[YOUR TASK]:
Lines with the word "wooden" in them are the ones to copy from the records.

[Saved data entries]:
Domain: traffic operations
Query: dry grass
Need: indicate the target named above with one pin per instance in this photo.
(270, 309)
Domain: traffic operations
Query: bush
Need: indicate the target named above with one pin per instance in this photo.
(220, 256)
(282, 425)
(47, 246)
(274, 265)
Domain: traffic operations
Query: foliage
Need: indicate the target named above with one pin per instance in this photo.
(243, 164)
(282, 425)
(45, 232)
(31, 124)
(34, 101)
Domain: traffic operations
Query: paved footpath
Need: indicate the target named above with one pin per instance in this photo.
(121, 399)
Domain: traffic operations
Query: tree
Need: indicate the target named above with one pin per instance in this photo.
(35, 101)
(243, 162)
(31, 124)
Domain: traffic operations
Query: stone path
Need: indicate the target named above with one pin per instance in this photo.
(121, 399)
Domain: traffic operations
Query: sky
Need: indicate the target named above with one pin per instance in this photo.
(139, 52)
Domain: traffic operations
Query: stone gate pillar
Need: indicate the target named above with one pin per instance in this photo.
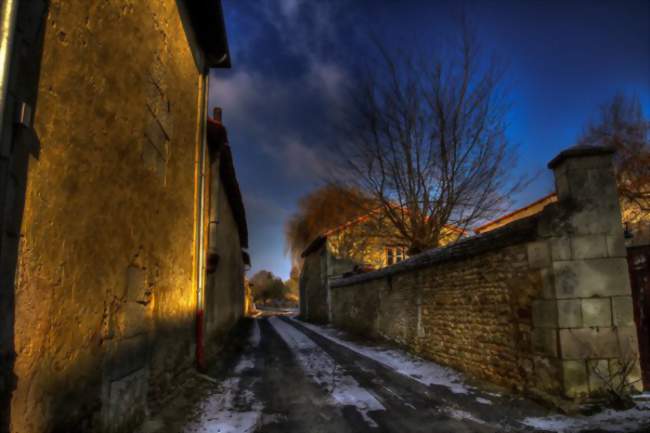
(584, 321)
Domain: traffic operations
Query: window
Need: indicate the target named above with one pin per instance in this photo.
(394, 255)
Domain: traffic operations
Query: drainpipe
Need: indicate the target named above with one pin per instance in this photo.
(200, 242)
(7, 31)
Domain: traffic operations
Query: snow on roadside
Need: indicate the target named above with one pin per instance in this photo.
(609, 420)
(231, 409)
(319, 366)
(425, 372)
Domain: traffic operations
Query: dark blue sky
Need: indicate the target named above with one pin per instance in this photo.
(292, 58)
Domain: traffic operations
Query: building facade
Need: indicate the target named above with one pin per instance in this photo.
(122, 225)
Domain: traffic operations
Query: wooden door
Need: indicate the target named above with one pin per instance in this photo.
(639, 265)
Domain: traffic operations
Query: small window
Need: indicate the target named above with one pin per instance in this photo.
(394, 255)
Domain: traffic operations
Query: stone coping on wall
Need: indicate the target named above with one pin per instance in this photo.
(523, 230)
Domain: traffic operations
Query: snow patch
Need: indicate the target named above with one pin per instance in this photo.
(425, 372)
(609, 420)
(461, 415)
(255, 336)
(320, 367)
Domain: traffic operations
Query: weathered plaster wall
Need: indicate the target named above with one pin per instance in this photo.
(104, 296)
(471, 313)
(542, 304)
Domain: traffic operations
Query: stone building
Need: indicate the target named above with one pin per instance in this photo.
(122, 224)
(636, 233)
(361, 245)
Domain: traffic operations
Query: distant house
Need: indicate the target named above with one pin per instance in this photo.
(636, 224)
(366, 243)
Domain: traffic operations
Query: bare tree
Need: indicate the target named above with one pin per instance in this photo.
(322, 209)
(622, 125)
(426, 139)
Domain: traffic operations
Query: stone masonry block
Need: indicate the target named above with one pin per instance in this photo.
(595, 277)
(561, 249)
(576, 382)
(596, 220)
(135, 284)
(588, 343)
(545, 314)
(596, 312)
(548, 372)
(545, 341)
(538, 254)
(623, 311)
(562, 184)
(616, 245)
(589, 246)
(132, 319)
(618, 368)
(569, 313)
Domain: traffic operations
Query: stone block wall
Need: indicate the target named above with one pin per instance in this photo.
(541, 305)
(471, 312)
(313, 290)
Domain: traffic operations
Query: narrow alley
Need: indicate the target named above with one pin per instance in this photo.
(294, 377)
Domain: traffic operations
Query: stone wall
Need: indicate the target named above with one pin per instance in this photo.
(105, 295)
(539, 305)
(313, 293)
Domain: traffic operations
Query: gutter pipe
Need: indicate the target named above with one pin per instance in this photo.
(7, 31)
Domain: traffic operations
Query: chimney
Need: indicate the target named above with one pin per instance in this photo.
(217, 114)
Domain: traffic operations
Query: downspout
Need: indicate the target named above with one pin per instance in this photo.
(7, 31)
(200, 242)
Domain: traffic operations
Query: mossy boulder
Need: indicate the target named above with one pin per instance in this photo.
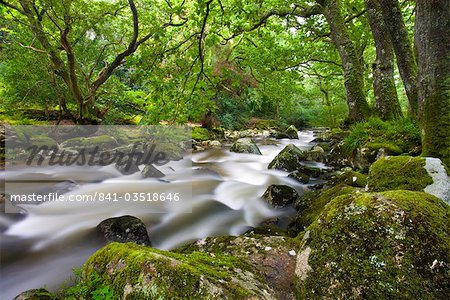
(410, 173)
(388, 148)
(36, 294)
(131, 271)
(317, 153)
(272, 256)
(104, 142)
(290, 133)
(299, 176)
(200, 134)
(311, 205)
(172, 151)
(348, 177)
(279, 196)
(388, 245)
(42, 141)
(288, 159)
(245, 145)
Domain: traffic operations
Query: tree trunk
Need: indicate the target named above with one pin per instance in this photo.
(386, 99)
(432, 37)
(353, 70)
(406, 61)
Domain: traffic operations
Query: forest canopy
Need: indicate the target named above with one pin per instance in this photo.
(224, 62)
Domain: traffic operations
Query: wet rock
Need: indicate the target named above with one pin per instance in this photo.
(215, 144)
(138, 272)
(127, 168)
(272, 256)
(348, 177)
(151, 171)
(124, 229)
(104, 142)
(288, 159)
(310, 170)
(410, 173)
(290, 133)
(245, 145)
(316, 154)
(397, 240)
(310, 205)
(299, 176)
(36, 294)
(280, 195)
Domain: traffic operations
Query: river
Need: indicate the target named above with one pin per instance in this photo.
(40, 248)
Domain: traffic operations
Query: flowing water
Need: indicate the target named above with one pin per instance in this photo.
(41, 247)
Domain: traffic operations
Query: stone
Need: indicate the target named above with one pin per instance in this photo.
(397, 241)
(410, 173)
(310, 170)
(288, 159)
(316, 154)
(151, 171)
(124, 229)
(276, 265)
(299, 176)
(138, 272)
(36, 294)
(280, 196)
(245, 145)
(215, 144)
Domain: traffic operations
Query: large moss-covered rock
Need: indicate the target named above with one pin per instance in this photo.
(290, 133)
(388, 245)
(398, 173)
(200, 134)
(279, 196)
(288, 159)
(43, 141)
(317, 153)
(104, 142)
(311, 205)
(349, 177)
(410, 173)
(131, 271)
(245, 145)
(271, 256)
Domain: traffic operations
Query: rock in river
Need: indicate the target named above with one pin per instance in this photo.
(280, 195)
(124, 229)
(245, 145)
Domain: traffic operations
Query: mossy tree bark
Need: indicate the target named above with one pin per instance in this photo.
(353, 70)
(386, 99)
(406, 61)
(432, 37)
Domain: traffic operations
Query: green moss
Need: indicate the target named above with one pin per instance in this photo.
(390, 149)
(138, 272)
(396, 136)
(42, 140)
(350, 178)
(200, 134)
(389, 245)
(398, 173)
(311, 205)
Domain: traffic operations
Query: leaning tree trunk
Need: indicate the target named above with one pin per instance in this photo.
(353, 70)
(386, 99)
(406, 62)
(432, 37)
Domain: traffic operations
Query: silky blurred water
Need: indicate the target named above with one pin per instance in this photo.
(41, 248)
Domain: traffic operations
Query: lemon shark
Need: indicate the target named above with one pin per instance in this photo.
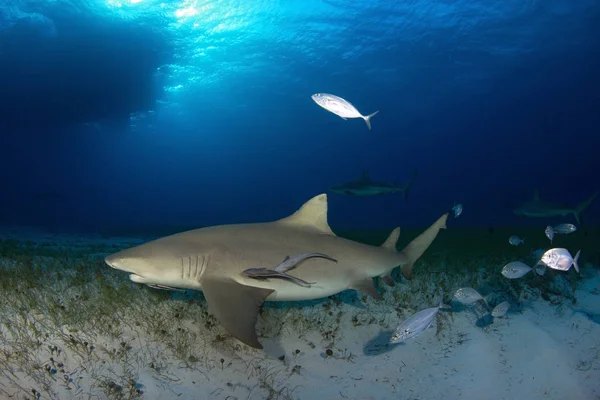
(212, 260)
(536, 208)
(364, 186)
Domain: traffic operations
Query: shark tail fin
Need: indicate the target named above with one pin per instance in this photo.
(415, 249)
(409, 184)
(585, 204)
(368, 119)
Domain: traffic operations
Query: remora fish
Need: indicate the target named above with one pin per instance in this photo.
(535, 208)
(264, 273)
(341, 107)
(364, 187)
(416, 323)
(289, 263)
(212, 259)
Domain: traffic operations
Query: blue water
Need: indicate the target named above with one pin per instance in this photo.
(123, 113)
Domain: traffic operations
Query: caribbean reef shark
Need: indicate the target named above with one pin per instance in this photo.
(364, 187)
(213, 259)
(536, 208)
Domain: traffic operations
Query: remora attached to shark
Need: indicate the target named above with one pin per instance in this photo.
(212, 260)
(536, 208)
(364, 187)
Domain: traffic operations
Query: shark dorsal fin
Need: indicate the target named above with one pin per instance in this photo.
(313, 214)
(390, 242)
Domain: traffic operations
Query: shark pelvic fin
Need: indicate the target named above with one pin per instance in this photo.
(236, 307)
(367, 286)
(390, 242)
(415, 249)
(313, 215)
---
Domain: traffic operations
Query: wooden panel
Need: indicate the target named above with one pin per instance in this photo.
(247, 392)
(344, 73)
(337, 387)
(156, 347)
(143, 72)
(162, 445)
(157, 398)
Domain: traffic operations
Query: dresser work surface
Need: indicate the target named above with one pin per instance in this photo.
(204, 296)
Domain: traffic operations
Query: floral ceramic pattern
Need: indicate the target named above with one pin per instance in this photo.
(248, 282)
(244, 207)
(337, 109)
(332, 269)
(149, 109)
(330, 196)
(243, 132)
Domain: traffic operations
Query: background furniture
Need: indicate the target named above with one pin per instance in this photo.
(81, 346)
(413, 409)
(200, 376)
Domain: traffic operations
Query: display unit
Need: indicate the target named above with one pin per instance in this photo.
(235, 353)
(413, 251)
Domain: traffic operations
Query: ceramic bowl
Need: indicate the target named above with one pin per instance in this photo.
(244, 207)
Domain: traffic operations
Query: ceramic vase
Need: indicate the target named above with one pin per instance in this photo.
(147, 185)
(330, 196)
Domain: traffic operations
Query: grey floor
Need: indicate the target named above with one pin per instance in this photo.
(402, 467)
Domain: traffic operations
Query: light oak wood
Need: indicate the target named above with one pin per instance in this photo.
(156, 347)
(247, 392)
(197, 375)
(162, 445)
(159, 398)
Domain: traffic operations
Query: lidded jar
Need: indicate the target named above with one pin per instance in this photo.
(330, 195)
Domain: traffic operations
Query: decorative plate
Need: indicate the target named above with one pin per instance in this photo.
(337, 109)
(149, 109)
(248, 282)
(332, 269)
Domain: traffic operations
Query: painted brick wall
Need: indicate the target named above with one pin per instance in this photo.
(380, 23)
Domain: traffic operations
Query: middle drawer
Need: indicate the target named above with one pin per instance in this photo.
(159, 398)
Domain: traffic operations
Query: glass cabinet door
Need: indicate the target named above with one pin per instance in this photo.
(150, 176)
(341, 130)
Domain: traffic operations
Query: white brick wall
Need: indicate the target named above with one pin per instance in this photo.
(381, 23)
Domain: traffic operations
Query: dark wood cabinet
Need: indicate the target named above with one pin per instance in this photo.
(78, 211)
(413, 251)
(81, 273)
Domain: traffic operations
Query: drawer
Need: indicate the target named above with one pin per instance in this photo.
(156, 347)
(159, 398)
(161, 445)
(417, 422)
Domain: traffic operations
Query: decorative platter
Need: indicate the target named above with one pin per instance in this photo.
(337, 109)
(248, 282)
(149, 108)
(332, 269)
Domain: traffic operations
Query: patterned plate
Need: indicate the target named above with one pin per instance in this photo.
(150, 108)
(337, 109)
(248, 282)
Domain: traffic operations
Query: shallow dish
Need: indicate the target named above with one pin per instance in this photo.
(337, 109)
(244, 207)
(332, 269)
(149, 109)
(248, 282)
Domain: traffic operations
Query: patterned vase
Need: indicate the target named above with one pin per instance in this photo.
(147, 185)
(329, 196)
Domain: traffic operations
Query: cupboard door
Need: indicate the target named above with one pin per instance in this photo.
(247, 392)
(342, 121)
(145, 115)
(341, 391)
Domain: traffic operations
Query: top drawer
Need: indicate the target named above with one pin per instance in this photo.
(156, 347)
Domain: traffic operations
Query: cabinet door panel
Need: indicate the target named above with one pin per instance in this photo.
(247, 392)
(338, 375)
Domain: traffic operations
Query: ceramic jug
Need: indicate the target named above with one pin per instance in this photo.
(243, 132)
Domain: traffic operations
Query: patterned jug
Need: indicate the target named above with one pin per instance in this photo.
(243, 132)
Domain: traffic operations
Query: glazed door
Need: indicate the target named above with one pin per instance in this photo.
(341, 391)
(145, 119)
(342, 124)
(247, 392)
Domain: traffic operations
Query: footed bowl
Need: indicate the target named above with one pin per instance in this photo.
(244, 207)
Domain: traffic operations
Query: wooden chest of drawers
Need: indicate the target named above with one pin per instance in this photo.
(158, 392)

[OUTPUT FOR THIS TASK]:
Query: wooden door
Query: wooden panel
Query: wooden chest of drawers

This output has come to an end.